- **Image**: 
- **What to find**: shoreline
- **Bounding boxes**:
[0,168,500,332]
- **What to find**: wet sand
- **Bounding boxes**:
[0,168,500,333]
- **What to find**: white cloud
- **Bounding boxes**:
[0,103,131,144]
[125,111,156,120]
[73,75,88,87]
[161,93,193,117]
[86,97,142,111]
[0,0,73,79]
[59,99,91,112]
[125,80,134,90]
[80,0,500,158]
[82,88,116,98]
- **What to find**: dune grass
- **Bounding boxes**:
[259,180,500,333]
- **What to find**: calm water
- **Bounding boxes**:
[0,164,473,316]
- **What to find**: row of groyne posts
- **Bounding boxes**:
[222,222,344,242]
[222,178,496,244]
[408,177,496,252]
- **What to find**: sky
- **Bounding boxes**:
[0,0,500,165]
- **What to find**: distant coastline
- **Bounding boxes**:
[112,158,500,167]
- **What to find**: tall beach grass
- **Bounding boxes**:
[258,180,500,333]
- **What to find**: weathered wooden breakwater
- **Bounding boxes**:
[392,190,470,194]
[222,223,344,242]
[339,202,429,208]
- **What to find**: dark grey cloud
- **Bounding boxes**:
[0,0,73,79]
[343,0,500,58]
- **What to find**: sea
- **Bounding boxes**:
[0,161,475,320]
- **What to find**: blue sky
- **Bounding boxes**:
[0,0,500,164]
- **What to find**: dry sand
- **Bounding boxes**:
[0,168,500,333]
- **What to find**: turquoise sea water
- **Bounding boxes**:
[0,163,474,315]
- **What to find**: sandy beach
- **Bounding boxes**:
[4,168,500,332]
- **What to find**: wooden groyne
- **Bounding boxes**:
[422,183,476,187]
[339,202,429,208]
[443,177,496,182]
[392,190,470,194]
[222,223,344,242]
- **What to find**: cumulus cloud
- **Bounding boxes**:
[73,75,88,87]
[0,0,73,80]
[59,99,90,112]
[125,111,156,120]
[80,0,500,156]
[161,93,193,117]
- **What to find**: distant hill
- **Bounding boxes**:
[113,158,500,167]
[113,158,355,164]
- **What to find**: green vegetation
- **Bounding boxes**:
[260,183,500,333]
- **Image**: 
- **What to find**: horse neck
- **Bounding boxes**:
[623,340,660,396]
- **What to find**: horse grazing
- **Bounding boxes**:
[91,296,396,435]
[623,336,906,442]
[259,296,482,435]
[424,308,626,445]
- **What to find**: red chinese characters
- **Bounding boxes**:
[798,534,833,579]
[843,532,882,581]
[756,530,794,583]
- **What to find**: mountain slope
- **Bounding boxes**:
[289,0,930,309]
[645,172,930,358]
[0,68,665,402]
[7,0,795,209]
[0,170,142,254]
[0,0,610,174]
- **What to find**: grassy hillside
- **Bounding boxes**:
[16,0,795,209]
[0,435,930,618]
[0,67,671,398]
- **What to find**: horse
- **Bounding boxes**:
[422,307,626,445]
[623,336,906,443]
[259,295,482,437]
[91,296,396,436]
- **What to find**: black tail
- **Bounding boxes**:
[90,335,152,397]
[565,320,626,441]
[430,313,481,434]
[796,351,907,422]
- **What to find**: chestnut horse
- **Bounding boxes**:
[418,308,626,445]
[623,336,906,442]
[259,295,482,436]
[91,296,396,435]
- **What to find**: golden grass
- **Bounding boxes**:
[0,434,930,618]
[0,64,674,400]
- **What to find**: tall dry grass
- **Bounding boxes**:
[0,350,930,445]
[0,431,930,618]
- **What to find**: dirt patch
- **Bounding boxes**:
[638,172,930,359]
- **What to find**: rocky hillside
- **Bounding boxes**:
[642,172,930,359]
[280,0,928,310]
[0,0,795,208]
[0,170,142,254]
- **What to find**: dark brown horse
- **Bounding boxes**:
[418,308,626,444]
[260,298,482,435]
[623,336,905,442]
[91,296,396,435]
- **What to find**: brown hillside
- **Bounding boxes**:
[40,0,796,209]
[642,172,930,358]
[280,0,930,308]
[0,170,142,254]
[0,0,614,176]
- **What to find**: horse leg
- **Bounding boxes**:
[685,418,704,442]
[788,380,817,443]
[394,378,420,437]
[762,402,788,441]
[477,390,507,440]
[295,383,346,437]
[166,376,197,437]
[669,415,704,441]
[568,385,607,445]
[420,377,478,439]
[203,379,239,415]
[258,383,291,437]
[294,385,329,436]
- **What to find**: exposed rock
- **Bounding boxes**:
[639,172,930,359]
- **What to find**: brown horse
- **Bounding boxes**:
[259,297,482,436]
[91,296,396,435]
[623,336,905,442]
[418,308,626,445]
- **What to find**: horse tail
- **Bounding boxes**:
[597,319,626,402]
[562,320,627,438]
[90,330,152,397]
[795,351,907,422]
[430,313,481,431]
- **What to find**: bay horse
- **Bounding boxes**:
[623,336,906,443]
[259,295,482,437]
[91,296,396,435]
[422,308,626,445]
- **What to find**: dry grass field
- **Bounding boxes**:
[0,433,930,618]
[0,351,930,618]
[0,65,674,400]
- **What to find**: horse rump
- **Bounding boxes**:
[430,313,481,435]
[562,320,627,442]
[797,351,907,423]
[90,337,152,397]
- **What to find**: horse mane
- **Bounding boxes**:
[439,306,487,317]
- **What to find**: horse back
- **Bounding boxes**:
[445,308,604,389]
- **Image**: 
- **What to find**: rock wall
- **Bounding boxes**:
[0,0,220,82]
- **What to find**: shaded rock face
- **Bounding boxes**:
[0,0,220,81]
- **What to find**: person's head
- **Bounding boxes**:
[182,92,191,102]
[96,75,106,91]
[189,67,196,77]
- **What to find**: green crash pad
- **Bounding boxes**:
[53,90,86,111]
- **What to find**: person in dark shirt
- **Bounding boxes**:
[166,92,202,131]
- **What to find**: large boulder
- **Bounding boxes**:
──────
**EXERCISE DESCRIPTION:** Scale the bounding-box coordinates by 1.15, rounding each result to the nearest whole number with halves rounded up. Begin at the line that contains "- **What to find**: sea", stop after the line that contains "[0,163,474,315]", and reproduce every line in that range with all other text left unchanged.

**REPLY:**
- **What to find**: sea
- **Bounding boxes**:
[0,185,546,368]
- **What to find**: blue sky
- **Bounding boxes**:
[0,0,575,189]
- **What to find**: dry sand
- **Bounding boxes**:
[0,193,575,383]
- **What to find**: turquoise sea water
- **Bounding boxes**:
[0,187,545,362]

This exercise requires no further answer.